#### EXTRAIT CHOISI
============

Plus que les désordres financiers pourtant déjà très évidents, cette chute entraînera les réactions politiques. Dans une tribune du Wall Street Journal, Nicolas Sarkozy et Gordon Brown sonnent le tocsin et reprennent les arguments de Mendès-France en pointant le mal dans les « variations erratiques du prix d’une des matières premières les plus cruciales du monde. » Le prix remontera à 80 $ dès 2009.
En fait, à la suite du second choc pétrolier, l’économie mondiale était déjà devenue moins sensible au seul pétrole. Le pouvoir des consommateurs, et partant celui des compagnies qui ont opéré « leur grand retour », s’est accru au détriment des producteurs auxquels la litanie anti CO2 entend disputer la rente. Cette évolution a été largement facilitée par l’irruption de nouveaux opérateurs financiers. Le carbone financier issu du pétrole pèse 35 fois le carbone physique correspondant. Les organisations onusiennes (PNUE, Giec, etc.) comme l’Europe tiennent des discours concomitants dont la plupart des observateurs croient qu’ils combattent le pétrole alors qu’ils ne concourent qu’à renforcer la financiarisation du carbone et partant les grandes compagnies dont le retour aux comptes florissants est évident bien que le fameux pic de Hubert soit sans cesse dénoncé comme dépassé. Toutes ces politiques, et notamment le privilège donné aux politiques de quotas de CO2 contre celle d’une fiscalité environnementale intérieure et internationale de taxation « à la source » ne font que renforcer cette dramatique évolution. Les quotas financiers européens représentent eux 72 fois les quotas physiques de tonnes de CO2 réellement échangées. Qui peut réellement croire innocent ou comme le signe « qu’ils sont partout et que nul n’est parfait », que des grandes compagnies pétrolières financent le mariage et la sortie du roman du président indien du Giec ? Toutes ces polémiques n’auraient pas lieu à ce niveau d’intensité si elles ne cachaient une vraie bataille géostratégique à l’échelle mondiale : la régulation du marché du carbone et partant la répartition de la rente qui peut encore en résulter  entre les grands acteurs que sont les producteurs, les compagnies et ce qu’il reste des Etats.

============

#### CONSIGNES
1: Traduisez en anglais la phrase suivante de l'extrait sur la financiarisation du carbone : « Le carbone financier issu du pétrole pèse 35 fois le carbone physique correspondant. »
2: Rédigez la suite de l'extrait sur la financiarisation du carbone, en partant de sa dernière phrase.

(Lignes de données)
============

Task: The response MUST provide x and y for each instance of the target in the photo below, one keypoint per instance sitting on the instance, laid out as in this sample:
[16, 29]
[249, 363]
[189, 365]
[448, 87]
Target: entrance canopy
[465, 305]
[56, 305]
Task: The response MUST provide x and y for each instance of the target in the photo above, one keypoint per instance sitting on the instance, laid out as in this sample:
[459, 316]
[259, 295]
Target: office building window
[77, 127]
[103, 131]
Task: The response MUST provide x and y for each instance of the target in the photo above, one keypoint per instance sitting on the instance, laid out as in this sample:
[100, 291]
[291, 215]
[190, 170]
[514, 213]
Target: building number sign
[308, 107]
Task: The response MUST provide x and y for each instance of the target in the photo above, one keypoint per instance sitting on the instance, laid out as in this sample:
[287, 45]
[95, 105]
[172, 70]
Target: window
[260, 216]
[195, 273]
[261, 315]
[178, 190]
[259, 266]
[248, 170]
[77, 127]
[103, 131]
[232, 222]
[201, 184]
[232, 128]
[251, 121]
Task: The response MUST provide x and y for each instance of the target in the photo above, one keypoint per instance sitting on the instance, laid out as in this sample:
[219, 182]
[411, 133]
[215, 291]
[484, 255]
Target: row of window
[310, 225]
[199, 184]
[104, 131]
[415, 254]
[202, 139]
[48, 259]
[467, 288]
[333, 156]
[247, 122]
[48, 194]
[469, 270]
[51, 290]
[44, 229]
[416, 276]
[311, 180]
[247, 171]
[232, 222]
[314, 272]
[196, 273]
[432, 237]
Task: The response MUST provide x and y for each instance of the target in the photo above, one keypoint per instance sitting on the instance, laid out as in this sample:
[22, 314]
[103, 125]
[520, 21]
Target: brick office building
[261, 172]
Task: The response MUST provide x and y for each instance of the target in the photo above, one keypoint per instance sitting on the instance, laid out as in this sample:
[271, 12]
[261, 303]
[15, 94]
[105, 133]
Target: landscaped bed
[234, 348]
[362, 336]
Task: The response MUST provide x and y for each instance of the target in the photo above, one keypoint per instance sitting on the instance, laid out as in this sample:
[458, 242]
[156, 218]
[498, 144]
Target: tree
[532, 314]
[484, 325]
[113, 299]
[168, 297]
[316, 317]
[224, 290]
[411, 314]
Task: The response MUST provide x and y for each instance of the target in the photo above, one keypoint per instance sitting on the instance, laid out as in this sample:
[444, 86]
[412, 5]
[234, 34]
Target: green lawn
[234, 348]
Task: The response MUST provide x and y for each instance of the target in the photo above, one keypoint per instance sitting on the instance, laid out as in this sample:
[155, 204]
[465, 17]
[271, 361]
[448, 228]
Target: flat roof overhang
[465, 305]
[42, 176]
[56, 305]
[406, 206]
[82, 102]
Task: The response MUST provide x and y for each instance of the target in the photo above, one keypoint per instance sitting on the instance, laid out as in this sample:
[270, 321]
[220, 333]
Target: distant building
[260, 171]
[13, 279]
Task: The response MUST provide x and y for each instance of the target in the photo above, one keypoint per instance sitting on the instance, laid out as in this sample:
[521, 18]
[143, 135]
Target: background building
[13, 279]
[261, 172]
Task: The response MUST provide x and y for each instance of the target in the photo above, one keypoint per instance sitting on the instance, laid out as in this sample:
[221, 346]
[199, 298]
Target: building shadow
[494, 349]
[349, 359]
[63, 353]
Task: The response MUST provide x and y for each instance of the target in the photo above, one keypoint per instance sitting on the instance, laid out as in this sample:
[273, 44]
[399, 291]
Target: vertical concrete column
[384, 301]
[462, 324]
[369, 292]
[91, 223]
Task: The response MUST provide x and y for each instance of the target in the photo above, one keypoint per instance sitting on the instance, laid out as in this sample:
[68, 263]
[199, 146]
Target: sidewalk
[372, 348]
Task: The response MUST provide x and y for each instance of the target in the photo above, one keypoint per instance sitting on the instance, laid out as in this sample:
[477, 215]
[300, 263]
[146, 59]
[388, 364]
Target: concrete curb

============

#### RÉSULTATS FINAUX
1: Financial carbon derived from oil weighs 35 times the corresponding physical carbon.

2:
L’écologie vraie ou la revanche des réalités de la terre
Cette évolution de la guerre géostratégique où, en quelque sorte, la géographie minière prend sa revanche sur l’histoire, concerne en fait toutes les matières premières que j’appelle « critiques », celles qui sont indispensables au développement futur mais à rareté forcée (pollution), naturelle (raréfaction) ou organisée (spéculation). Cela va du pétrole au charbon en passant également par les « terres rares » ou le cadmium, tous utiles à l’économie numérique par exemple ou à certains procédés d’avenir comme ceux nécessaires à la voiture propre. La Chine le sait déjà, laquelle préempte en Afrique des mines qui en regorgent alors que l’Afrique n’a pas les yeux financiers pour l’anticiper. Elle ne dispose pas non plus des instruments monétaires et de marché pour les valoriser. Le discours anti libéral n’a parfois pas d’autre but que de maintenir la pauvreté pour continuer à la dénoncer elle-aussi comme une rente politique. Croire que la perversion du marché financier causerait la perdition d’un marché physique présumé vertueux est également une vue de l’esprit. Le marché physique a besoin du marché financier pour être protégé. Le marché financier a besoin du public pour fonctionner en transparence et le public a besoin d’une indispensable information pour apprécier les équilibres entre l’offre et la demande des biens rares.
L’Europe dispersée entre réalité et discours bien-pensants
Le dysfonctionnement du système des interactions entre l’économie réelle, l’économie financière, les citoyens et les Etats débouche sur la folie du marché des commodités dont, pour en revenir au carbone, le marché des quotas européens, par ses multiples scandales, en donnent le triste exemple. Il est assez piquant que voir des écologistes convaincus et sans doute sincères, et à leur traîne le lobby des experts du bilan carbone – en fait un bilan co2 –, continuer de défendre ce système qui ne fait qu’enrichir les compagnies pétrolières sans contrepartie au nom d’un discours unilatéral contre le CO2. La boucle est bouclée.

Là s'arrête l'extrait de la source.